#### Page extract ####
Rap metal's roots are based both in hip-hop acts who sampled heavy metal music, such as Beastie Boys, Cypress Hill, Esham and Run-DMC, and rock bands who fused heavy metal and hip-hop influences, such as 24-7 Spyz and Faith No More.

Scott Ian of Anthrax (who helped pioneer the genre) believes Rage Against the Machine invented the genre.

In 1987, the heavy metal band Anthrax fused hip-hop with heavy metal for their extended play I'm the Man. The next year rapper Sir Mix-a-Lot teamed up with Metal Church for his 1988 single "Iron Man", from his debut album Swass, loosely based upon the Black Sabbath song of the same name. Rap metal can be found in a track from the industrial metal band Ministry in their 1989 album The Mind Is a Terrible Thing to Taste on the track "Test" for which they hired rappers The Grand Wizard (K. Lite) and The Slogan God (Tommie Boyskee) to perform vocals. In 1990, the rapper Ice-T formed a heavy metal band called Body Count, and while performing at the 1991 Lollapalooza tour performed a set that was half rap songs and half metal songs. Stuck Mojo and Clawfinger, both formed in 1989, are considered to be another two pioneers of the genre. Anthrax in 1991 teamed up with Public Enemy for a remake of the latter's "Bring the Noise" that fused hip-hop with thrash metal. Also in 1991, the thrash metal band Tourniquet featured the hip-hop group P.I.D. on the song "Spineless" from their album Psycho Surgery.
That same year the hair metal band Whitecross featured a rap by Alton Hood of the hip-hop group D.O.C. on their album In The Kingdom.

===Rise in popularity (1990s–early 2000s)===

In the 1990s, rap metal became a popular style of music. For instance, the band Faith No More's song "Epic" was a major success and peaked at number 9 on the Billboard Hot 100. 1993 saw the release of the Judgment Night soundtrack that featured numerous collaborations between rappers, musicians and rock and metal group of bands. Rage Against the Machine's 1996 album Evil Empire entered the Billboard 200 at number one, and in 1999, their third studio album, The Battle of Los Angeles, also debuted in top spot in the Billboard 200, selling 430,000 copies in its first week. Each of the band's albums became at least platinum hits. Biohazard played on the Ozzfest mainstage alongside Ozzy Osbourne, Slayer, Danzig, Fear Factory, and Sepultura. In support of the album, Biohazard embarked on a short co-headlining tour of Europe with Suicidal Tendencies.
#### Extracted material ####
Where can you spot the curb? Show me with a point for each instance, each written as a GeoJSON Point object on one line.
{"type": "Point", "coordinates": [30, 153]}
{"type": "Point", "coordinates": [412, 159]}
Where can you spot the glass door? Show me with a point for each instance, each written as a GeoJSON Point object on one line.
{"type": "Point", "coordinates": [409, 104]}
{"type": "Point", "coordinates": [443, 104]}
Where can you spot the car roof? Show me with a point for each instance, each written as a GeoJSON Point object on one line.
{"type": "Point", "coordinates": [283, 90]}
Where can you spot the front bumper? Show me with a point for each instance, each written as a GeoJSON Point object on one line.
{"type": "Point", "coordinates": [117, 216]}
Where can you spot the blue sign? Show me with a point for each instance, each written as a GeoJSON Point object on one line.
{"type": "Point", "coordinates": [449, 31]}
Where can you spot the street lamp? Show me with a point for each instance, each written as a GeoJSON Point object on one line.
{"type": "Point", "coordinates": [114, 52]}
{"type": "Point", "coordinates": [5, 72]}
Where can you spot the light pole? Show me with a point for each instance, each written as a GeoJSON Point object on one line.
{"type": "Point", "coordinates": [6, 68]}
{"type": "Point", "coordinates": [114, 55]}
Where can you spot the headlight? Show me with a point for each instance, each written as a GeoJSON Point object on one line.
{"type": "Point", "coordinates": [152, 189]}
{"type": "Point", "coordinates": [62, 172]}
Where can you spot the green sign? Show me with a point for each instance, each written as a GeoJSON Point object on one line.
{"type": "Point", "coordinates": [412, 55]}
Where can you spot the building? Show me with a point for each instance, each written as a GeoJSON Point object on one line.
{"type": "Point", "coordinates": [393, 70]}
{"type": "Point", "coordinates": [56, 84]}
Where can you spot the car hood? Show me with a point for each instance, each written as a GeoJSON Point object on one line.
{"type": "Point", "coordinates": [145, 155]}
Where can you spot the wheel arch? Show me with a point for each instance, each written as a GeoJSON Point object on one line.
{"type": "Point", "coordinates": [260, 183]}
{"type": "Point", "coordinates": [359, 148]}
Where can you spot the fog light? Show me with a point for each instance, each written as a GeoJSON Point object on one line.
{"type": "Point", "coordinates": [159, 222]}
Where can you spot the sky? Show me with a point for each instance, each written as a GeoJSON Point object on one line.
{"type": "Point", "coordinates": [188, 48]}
####
#### Work request
According to the rap metal passage, what heavy metal band did the rapper Ice-T form in 1990? Use only the rap metal passage, not the records.

#### Result for this exercise
Body Count.